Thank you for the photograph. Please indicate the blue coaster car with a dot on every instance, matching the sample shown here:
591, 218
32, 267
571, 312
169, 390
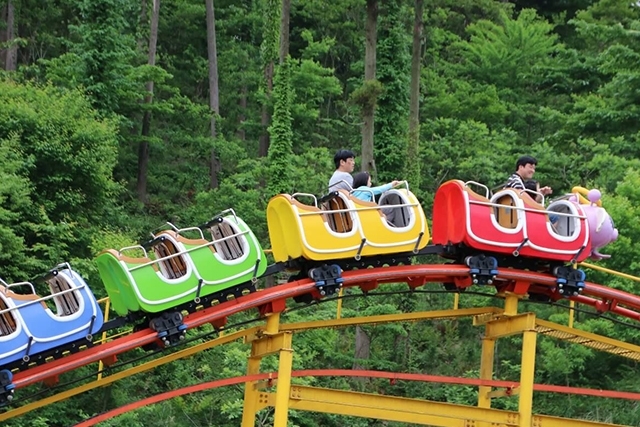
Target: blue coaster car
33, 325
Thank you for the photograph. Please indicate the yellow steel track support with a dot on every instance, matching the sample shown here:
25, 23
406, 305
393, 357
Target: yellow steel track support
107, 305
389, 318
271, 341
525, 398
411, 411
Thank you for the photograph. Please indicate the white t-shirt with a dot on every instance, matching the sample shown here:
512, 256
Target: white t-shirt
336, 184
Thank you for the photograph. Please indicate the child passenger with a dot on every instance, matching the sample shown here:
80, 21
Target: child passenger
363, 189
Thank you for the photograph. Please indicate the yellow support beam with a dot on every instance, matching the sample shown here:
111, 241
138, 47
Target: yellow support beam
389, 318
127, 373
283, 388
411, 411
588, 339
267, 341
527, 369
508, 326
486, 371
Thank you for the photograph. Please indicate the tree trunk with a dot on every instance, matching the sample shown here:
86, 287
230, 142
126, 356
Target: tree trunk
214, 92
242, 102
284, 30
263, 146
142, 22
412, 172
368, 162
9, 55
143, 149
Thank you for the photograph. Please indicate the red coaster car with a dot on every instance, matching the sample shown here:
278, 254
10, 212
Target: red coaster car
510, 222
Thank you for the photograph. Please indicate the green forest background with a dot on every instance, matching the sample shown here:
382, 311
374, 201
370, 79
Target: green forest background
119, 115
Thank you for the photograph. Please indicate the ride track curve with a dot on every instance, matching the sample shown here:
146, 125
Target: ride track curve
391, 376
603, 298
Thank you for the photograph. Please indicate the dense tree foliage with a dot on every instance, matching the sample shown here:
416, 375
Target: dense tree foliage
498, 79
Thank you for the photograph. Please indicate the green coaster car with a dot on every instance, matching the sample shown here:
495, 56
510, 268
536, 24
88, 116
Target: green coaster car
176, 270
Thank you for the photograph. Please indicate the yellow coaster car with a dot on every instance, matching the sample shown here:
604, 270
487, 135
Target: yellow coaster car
- - - - -
- [Directions] Go through the material above and print all of it exactly, except the pictures.

- [Task result]
Thank you for the photograph. Please indicate the blue coaster car with a dot on every instance, matching the sample shown here:
591, 218
32, 267
571, 312
169, 390
Target: blue coaster car
33, 325
Thank you for the photograph. Please indicate the yellow steel track support with a dot on every instance, matching the sample shown here:
25, 23
406, 305
393, 357
Target: yellow steel track support
107, 305
389, 318
271, 341
525, 398
411, 411
Thank you for the photograph. Please indicate the white t-shirt with a dot on every instance, matching the sample shown here:
512, 256
Target: white t-shirt
336, 184
Thank you for the photograph. Please indicate the child passenger with a dot on every instance, matching the sample shown here:
80, 21
Target: child passenger
363, 189
Thank you for the photograph. Please indicate the yellow support beam with a dot on every instance, matching the sample shown here:
111, 241
138, 47
Target: yellow support beam
389, 318
127, 373
283, 388
411, 411
588, 339
267, 341
527, 369
508, 326
486, 371
Thank you for the photograph. Please indicate the tree trunk with a dot on every instance, matching the sample shown here:
86, 287
230, 142
126, 356
Target: tree trunk
214, 92
242, 102
284, 30
263, 146
142, 22
412, 172
368, 162
9, 55
143, 149
Thank you for the photograph. Please indicate the red coaster car with a dot on every instance, matching the sample shown here:
278, 254
10, 212
Target: red coaster car
510, 222
Thank you for the photograph. Please indicate the green forest background with a dot on every instance, matching the sample shown here:
382, 311
374, 201
370, 79
Target: green forest background
119, 115
Thank you for the photograph. Please indicate the ride track curve with a dot on every instance, matching the sample shown here:
146, 125
Target: ride track curve
391, 376
603, 298
Thank you for the photograph. Please indicate the dense tree foliage with a dot on every instance, matching the sample shown here:
416, 375
Target: dense tree foliage
498, 79
Thank you for the photograph. Please indicate the green coaster car with a dot on every instance, matching the sample shown here:
495, 56
510, 268
536, 24
88, 116
Target: green coaster car
176, 270
Thank you for the photograph. Please indicate the yellow coaster car with a dot on every instance, matching the sample shown here:
604, 270
487, 135
Target: yellow coaster car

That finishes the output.